- INSTRUCTION:
Make an exact copy of the lines below.
===== EXTRACTED INFORMATION =====
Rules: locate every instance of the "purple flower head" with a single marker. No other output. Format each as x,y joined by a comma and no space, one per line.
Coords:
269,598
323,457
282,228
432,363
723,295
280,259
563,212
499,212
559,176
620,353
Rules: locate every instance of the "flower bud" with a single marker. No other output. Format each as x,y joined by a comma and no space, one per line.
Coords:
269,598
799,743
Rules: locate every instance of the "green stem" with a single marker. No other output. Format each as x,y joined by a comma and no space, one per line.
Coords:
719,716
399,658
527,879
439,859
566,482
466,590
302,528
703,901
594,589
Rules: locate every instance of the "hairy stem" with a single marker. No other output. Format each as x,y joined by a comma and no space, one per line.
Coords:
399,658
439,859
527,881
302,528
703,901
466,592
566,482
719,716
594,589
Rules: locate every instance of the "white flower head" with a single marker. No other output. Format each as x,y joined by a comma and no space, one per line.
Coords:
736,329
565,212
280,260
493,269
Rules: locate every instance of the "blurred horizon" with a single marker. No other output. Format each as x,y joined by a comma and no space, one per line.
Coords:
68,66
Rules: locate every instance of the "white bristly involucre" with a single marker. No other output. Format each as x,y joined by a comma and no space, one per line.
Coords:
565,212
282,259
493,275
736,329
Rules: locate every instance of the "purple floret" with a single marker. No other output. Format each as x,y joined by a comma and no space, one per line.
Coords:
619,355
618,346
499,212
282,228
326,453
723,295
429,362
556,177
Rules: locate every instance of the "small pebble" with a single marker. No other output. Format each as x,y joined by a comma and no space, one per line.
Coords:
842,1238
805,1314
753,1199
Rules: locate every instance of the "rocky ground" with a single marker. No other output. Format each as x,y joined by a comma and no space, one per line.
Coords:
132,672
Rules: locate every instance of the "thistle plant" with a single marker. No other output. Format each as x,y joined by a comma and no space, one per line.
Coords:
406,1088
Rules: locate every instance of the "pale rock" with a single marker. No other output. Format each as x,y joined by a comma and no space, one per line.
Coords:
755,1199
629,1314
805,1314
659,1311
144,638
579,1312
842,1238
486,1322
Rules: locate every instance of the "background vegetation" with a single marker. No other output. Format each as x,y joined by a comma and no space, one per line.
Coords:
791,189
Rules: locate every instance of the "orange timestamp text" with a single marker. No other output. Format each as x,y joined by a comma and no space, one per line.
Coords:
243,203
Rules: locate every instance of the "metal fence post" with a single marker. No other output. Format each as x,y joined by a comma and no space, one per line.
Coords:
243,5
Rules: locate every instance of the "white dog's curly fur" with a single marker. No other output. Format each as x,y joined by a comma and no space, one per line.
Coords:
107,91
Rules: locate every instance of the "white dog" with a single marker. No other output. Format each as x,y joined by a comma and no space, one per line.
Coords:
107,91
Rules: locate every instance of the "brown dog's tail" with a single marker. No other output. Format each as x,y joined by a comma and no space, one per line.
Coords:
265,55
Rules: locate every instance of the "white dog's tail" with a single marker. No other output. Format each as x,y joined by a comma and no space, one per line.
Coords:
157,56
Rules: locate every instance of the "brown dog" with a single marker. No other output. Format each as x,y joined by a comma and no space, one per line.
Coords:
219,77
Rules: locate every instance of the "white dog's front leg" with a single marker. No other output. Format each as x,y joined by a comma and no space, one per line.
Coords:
=====
- ANSWER FOR THIS EXERCISE:
Rules: locate every instance of the "purple flower head" with a single marker. No other output. Format each as x,y joined by a comma and no space, one per line.
Coords:
269,598
323,457
282,228
432,363
723,295
280,259
563,212
499,212
559,176
620,353
Rules: locate every instance of the "flower bud" with a single marker. No other output. Format each as x,y joined by a comma and no space, one per line.
Coords:
269,598
799,743
Rules: locate every instance of the "green stem" with a single marker. No other output. Format each as x,y joined by a comma and no space, one per line.
Coords:
719,716
399,658
527,879
439,859
566,482
466,590
302,528
703,901
594,589
Rules: locate every instance of the "hairy stem" with a single marker. No other output. Format each as x,y joined by a comma and no space, one per line.
Coords:
399,658
439,859
527,881
302,528
703,901
466,592
566,482
719,716
594,589
Rules: locate every instance of the "white flower head" with a single marker. No other output. Format each as x,y joined by a comma and no space, one per line.
Coords:
736,329
565,212
280,260
493,269
Rules: locate every instance of the "blurred horizon" with a single marker. No other output. Format each as x,y joined by a comma and no space, one per line.
Coords:
68,66
Rules: locate every instance of the "white bristly involucre" with a single marker. No other output. Format each as x,y joined by a comma and no space, one per line.
Coords:
565,212
282,259
493,275
736,329
Rules: locate every instance of the "purple floret" with a single marker. No other output. Format each as x,y joined by a comma and no space, one per line.
Coords:
619,355
618,346
499,212
282,228
326,453
723,295
429,362
556,177
Rules: locate every instance of the "small pebble" with a single marker. No other output. Format each as x,y joined by a comma and no space, one per line.
Coords:
842,1238
805,1314
753,1199
Rules: locate every instance of the "rocky ground" with a single marker. No other output. Format each as x,y joined by a comma and no space, one per line.
Coords:
132,672
Rules: locate every instance of the "thistle plant" with a single marker. No other output. Format each as x,y joined by a comma and no space, one per line.
Coords:
406,1088
Rules: locate every instance of the "pale rock" with a single marker. No other output. Format each as x,y joined by a comma and no space, one per line.
Coords:
755,1199
629,1314
805,1314
659,1311
144,638
579,1312
842,1238
486,1322
Rules: locate every instance of the "background vegetation" with a single marker. No other output. Format each as x,y joined by a comma and no space, one per line.
Coords:
791,189
Rules: locate every instance of the "orange timestamp text" with a single marker. No other output. Format each as x,y joined by a comma and no space, one per line.
Coords:
243,203
Rules: locate every instance of the "metal fence post" with a single marker. No other output. Format each as x,y joined by a comma and no space, one per line.
Coords:
243,5
Rules: locate every instance of the "white dog's curly fur" with a single marker. No other output. Format each as x,y joined by a comma and no space, one per line.
Coords:
107,91
Rules: locate every instance of the "white dog" with a single marker. No other output. Format each as x,y joined by a comma and no space, one per line.
Coords:
107,91
Rules: locate every instance of the "brown dog's tail" with a single marker. No other output. Format each as x,y joined by a comma and no space, one per line.
Coords:
265,55
Rules: locate every instance of the "white dog's tail" with a single marker. No other output. Format each as x,y joined by a comma and no space, one per line.
Coords:
157,56
Rules: locate every instance of the "brown dog" with a single marker. No other output. Format each as x,y joined by a comma and no space, one per line.
Coords:
219,77
Rules: locate every instance of the "white dog's front leg" with a single marker. No other output. Format each as x,y joined by a comma and no space, one per line.
Coords:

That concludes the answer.